#### EXERCISE PROMPT
Look for "city" in the records and copy every line that has it.

#### RECORD EXCERPTS
-=-=-

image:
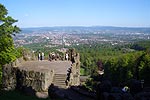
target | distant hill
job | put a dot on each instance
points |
(84, 28)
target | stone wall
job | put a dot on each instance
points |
(39, 81)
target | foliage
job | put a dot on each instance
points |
(16, 95)
(129, 66)
(7, 29)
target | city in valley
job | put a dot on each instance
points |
(70, 36)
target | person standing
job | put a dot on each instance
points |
(42, 56)
(67, 56)
(39, 56)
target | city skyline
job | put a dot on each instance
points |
(49, 13)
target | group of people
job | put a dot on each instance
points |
(53, 56)
(41, 56)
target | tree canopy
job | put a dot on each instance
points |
(7, 29)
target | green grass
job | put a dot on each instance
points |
(16, 95)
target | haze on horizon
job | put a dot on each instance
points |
(48, 13)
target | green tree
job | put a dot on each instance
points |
(7, 29)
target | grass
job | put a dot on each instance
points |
(16, 95)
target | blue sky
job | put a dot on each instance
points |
(42, 13)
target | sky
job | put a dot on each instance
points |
(49, 13)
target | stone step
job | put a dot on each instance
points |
(59, 80)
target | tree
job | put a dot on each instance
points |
(7, 29)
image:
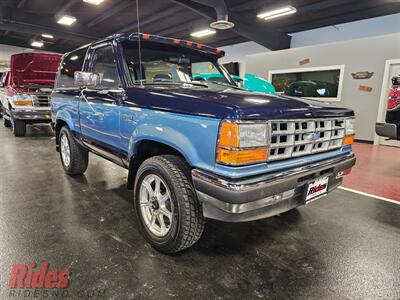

-=-=-

#### WRITTEN REPLY
target | city in valley
target | city skyline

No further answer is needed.